WORK TO COMPLETE.
Beginning with the line where "Run detection for girl's ear" appears, please restate each line of the records below word for word until the last one, inclusive, and nothing else.

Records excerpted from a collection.

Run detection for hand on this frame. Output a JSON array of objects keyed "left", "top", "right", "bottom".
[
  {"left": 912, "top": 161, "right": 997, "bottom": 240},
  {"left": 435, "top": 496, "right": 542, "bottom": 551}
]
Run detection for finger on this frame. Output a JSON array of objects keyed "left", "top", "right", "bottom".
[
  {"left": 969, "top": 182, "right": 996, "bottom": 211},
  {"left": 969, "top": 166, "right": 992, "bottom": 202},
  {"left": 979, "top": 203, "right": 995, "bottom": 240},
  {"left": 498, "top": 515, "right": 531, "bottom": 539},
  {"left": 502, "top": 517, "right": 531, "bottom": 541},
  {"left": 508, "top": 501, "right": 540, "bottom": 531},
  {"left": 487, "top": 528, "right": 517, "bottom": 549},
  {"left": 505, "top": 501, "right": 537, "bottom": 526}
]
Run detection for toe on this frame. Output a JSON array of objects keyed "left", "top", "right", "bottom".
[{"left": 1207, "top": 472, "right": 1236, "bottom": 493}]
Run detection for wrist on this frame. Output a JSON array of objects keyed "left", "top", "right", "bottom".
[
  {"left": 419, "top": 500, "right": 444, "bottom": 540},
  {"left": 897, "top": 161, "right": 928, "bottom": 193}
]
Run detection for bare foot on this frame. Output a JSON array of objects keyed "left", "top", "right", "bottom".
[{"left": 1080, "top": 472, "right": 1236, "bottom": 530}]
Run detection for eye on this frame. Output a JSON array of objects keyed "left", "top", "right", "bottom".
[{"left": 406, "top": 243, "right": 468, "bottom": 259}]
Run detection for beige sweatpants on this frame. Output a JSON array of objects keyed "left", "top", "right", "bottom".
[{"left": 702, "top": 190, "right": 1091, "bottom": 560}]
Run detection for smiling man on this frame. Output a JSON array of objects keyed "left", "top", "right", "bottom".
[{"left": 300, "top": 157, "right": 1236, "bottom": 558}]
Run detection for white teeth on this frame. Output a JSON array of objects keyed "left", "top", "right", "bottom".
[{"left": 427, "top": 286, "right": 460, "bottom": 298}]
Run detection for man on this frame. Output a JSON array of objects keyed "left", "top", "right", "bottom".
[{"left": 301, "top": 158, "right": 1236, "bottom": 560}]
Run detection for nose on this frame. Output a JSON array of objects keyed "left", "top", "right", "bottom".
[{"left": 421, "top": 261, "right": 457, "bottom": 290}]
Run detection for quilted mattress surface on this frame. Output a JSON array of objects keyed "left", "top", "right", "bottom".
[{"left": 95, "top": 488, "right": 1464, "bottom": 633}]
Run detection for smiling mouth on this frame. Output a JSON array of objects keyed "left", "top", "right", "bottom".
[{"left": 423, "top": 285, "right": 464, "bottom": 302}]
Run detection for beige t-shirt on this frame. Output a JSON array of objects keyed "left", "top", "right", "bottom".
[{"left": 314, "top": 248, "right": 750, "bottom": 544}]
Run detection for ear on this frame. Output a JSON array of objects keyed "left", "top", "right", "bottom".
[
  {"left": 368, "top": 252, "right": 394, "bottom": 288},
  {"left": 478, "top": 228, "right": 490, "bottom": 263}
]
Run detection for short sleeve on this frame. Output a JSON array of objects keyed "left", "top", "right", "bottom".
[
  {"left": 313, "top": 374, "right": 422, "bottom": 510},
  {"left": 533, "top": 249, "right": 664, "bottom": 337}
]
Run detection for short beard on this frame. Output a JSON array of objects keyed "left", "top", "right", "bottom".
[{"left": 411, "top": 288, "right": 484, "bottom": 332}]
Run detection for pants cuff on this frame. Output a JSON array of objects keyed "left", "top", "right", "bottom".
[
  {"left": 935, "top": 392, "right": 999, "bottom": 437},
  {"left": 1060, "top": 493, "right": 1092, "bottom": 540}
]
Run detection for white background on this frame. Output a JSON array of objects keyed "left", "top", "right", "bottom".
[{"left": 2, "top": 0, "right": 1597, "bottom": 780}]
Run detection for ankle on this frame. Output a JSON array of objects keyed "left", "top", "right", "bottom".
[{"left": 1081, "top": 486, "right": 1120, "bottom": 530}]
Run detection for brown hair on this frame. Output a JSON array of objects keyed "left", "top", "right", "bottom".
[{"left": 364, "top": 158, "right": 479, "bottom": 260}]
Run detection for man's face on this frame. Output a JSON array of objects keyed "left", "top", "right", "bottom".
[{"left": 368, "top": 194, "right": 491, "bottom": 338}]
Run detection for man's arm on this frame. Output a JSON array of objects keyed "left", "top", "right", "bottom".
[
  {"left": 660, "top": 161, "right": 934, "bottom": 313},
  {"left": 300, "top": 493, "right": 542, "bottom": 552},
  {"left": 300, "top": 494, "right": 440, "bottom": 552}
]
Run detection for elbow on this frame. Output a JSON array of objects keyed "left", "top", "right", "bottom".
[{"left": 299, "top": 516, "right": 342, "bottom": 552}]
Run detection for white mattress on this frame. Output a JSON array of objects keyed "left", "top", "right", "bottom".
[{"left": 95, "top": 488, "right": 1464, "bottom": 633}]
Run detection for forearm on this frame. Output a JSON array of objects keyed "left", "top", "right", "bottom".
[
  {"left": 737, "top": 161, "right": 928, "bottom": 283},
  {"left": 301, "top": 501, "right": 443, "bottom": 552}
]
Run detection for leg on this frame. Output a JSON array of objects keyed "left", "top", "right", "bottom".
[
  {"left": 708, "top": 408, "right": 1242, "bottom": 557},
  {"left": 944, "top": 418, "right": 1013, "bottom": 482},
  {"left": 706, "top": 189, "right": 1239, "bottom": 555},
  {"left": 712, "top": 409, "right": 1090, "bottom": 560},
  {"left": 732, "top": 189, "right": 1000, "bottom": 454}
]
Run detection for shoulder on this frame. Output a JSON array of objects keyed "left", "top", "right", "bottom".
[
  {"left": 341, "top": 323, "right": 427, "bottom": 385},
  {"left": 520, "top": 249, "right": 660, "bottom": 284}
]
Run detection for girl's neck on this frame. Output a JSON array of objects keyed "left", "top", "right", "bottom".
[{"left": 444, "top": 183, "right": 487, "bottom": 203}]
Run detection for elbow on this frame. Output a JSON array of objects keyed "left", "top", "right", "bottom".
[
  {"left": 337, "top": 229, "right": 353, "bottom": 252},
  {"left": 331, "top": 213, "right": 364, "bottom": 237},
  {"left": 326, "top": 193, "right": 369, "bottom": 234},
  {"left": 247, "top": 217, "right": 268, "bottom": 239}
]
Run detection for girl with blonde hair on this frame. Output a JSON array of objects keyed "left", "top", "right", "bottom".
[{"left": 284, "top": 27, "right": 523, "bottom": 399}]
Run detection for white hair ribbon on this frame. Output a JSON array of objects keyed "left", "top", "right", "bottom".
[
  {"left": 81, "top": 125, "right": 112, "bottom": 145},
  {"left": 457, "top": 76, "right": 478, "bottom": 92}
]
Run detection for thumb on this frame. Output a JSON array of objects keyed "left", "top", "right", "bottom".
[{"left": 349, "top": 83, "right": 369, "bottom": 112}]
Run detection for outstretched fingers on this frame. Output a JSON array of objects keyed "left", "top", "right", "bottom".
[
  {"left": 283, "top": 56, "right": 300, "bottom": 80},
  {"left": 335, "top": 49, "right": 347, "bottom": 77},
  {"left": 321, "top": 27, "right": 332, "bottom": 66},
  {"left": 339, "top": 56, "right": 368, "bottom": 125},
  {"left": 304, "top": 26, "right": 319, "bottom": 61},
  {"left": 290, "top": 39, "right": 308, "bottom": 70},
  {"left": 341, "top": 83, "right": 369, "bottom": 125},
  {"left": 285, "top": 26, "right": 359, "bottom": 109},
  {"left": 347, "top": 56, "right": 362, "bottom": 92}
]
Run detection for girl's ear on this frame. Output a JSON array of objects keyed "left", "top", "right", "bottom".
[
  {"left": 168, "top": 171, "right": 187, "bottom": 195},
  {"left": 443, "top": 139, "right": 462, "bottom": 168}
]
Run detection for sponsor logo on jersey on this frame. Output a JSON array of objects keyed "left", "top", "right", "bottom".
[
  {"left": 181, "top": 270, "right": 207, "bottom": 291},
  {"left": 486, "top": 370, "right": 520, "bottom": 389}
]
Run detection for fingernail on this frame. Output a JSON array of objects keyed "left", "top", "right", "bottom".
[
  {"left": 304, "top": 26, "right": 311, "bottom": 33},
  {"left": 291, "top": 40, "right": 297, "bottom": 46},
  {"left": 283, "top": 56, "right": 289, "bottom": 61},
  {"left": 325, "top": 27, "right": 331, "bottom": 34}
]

TASK RESULT.
Run detection for girl's ear on this frame. Output a JSON array of objects keyed "left", "top", "right", "bottom".
[
  {"left": 168, "top": 171, "right": 187, "bottom": 195},
  {"left": 443, "top": 139, "right": 462, "bottom": 168}
]
Run detection for sponsor logo on jersey on this frame. Output a JSON array of objects keyed "left", "top", "right", "bottom".
[
  {"left": 181, "top": 270, "right": 207, "bottom": 291},
  {"left": 486, "top": 370, "right": 520, "bottom": 389}
]
Run detection for fingernail on this frame. Output a JSON array of objects keyed "left", "top", "right", "bottom".
[
  {"left": 304, "top": 26, "right": 311, "bottom": 33},
  {"left": 291, "top": 40, "right": 297, "bottom": 46},
  {"left": 283, "top": 56, "right": 289, "bottom": 61},
  {"left": 325, "top": 27, "right": 331, "bottom": 34}
]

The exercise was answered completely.